** Start **

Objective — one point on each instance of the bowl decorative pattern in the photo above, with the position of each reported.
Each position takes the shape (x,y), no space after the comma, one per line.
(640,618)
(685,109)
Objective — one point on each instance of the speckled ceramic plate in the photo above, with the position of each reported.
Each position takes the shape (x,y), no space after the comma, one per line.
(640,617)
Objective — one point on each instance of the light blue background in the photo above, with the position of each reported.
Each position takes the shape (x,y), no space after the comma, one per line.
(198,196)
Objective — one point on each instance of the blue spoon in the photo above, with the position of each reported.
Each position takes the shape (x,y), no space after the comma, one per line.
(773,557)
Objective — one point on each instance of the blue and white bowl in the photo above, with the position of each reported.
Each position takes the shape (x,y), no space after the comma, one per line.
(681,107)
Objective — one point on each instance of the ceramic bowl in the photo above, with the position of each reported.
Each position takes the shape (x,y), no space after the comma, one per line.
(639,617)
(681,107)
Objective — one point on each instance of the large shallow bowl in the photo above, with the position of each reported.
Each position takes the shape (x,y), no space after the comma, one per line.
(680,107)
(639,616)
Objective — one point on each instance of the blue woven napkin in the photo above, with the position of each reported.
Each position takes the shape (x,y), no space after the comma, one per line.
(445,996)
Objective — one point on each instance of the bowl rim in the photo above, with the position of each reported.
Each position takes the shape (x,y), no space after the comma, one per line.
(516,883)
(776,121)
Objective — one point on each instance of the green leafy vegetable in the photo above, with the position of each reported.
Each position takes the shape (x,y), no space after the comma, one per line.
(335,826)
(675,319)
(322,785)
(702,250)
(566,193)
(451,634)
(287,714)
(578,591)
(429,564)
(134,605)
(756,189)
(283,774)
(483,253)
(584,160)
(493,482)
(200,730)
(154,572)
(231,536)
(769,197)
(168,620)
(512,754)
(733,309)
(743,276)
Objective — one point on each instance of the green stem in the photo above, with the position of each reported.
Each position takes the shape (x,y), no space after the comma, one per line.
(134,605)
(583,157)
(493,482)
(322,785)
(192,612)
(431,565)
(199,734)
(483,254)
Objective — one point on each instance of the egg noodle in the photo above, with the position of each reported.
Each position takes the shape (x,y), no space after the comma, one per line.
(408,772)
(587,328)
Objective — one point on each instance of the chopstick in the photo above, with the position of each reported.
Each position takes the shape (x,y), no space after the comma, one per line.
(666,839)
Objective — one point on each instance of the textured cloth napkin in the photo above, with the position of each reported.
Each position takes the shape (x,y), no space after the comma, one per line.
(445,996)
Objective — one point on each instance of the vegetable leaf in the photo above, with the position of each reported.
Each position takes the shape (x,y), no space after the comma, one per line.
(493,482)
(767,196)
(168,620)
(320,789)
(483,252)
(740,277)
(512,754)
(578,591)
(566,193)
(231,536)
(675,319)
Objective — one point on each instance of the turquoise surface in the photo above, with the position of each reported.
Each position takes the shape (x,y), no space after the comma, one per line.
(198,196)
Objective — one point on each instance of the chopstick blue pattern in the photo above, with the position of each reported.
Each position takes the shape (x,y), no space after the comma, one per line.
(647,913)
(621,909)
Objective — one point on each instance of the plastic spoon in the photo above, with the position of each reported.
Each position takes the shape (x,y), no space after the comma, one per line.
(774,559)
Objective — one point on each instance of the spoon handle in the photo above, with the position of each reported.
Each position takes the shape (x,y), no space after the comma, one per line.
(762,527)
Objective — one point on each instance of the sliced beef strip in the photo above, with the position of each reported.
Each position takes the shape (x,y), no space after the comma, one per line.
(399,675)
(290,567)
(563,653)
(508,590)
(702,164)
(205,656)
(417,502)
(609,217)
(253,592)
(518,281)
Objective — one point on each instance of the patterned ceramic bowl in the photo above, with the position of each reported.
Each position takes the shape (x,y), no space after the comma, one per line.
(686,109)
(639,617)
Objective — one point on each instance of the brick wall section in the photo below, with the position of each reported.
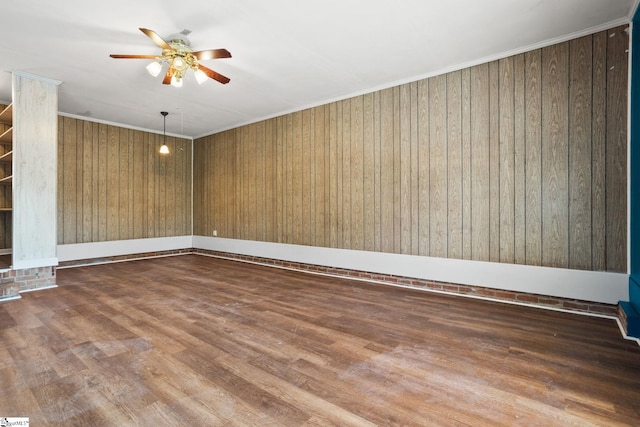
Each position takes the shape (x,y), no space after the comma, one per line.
(451,288)
(12,282)
(622,317)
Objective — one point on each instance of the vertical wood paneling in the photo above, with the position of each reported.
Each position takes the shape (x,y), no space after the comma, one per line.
(507,160)
(520,160)
(345,177)
(616,147)
(494,161)
(108,189)
(415,172)
(580,84)
(369,175)
(70,181)
(404,114)
(397,173)
(387,172)
(334,175)
(598,143)
(454,165)
(533,155)
(356,175)
(86,166)
(479,113)
(308,191)
(377,162)
(555,224)
(438,230)
(103,210)
(423,166)
(61,182)
(466,163)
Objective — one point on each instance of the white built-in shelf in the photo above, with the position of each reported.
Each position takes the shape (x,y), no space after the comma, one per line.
(7,136)
(7,157)
(6,115)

** End **

§ **WHAT YOU NEED TO DO**
Quote the material exactly. Pictures stay out.

§ **RESULT**
Objective — one point on each instance of the bowl decorative pattern in the photo above, with the position of each reported.
Each position takes the shape (x,y), no space after the comma, one per line.
(640,618)
(685,109)
Objective — one point on each instance of the speckled ceramic plate in the photo above, with the position of each reported.
Each position takes the shape (x,y), no space after the comma, one per line.
(640,617)
Objective — one point on each instance of the light blue background in the photo above, with the position of each reported.
Each position takes the shape (x,y), no space after the comma, one per line.
(198,196)
Objective — one point on each instance of the blue spoon in the photo above, with the position of each reported.
Each position takes the shape (x,y), no space after the comma, one per line.
(773,557)
Objective — one point on each instance of the blue and white bowl in the photo above, with the position of each reported.
Each position takes the shape (x,y), no space after the comma, one per line.
(681,107)
Objective — one point on each instance of the ceramic bowl in the photo above, with the position of each reported.
Each position takes the shape (x,y), no space after the comma, one per line.
(639,617)
(681,107)
Objective — one point on each instance of the large shallow bowl in the photo above, with the position of each reported.
Each position takes the shape (x,y), no space after the comma, one per line.
(680,107)
(639,616)
Objective — one point on each instance of the blue woven napkin in the photo above, with the position of each reported.
Each position takes the shape (x,y), no space after the comma, one per line.
(445,996)
Objective — one point on each instance of the bowl rim in the photo above, with the position of each reported.
Each position takes the shape (x,y), no space after the comma, one per line.
(516,883)
(776,121)
Objective — one point on each instance of the green leafy vegetable in the photo above, with the position of each reported.
Each position takes the shape (x,y), no space after the comma, one per line.
(335,826)
(675,319)
(322,785)
(702,250)
(566,193)
(451,634)
(287,714)
(578,591)
(429,564)
(134,605)
(756,189)
(283,774)
(483,253)
(584,160)
(493,482)
(200,730)
(154,572)
(231,536)
(769,197)
(168,620)
(512,754)
(733,309)
(743,276)
Objective — one point on each instance of the green stem in the photo above, with the position of each reported.
Each position takes the shape (x,y), no space after the comma, one per line.
(134,605)
(583,157)
(493,482)
(322,785)
(192,612)
(431,565)
(199,734)
(483,254)
Objective — one point on each instance of the egg noodle in the photo above, with the position of each reported.
Each position takes the shape (x,y), no space after the comma, one per line.
(408,772)
(587,328)
Objective — one point on each instance of the chopstick in the photo above, with the position of each reported.
Each position takes the shape (x,y), no space after the comma, one per line.
(666,839)
Objective — one point on each instance of the textured cloth napkin in the photo above, with the position of each reported.
Each position takes the shape (x,y), no space after the comma, one per line.
(445,996)
Objective — one point on each instance of the vegetable leaf in the photo above, with the position of each reported.
Each position takes the shape (x,y), no space after the comma, one per line.
(493,482)
(767,196)
(168,620)
(320,789)
(483,252)
(740,277)
(512,754)
(578,591)
(566,193)
(231,536)
(675,319)
Objective — one point on each instance of the turquoise surface in the photo above, with the position of each reported.
Each position takes the shape (x,y), no space after the comma, one per line.
(198,196)
Objective — one point on each instance of the chopstick blue pattern in the photo above, with the position of each reported.
Each position takes the shape (x,y), no space after the comma, one per line.
(647,913)
(621,909)
Objective — one point on each instance of the plastic spoon in the photo above, with the position of each reported.
Each position takes the shape (x,y), no space after the comma, one per line.
(774,559)
Objective — one point on each instance of the spoon handle in the photo above, with the position of each reported.
Each position takes the shape (x,y), no space after the comma, one per line.
(762,527)
Objective — one point on each instance of the sliced beef strip in the photo above, with the position of each reported.
Each position takes the shape (x,y), no space after the comma, one per line.
(399,675)
(290,567)
(563,653)
(508,590)
(702,164)
(205,656)
(417,502)
(609,217)
(253,592)
(518,281)
Objective — one point on each instance of the patterned ceramic bowl in the photo above, with the position of each reported.
Each position takes the shape (x,y), no space after the comma, one per line.
(686,109)
(639,617)
Objective — one point on each instance of the brick wall section in the photo below, with the position of each reported.
Each position takes the shape (x,y), no space after the comma, one per line.
(451,288)
(12,282)
(622,317)
Objective — one point on each instance of the vertical wood paneling in the photo above, with the position of each reported.
Each position takes the shape (x,y), no space after the comma, one per line.
(507,160)
(520,160)
(345,177)
(616,147)
(494,161)
(108,189)
(415,172)
(580,84)
(369,175)
(70,181)
(404,114)
(397,173)
(387,172)
(334,175)
(598,143)
(454,165)
(533,155)
(356,175)
(86,166)
(479,113)
(308,191)
(377,162)
(555,224)
(438,230)
(103,210)
(423,166)
(61,182)
(466,163)
Objective — one point on each instance of the white built-in shelf in the photo above, with the position of each reported.
Each position takes the shape (x,y), no space after the comma, one per line.
(7,136)
(7,157)
(6,115)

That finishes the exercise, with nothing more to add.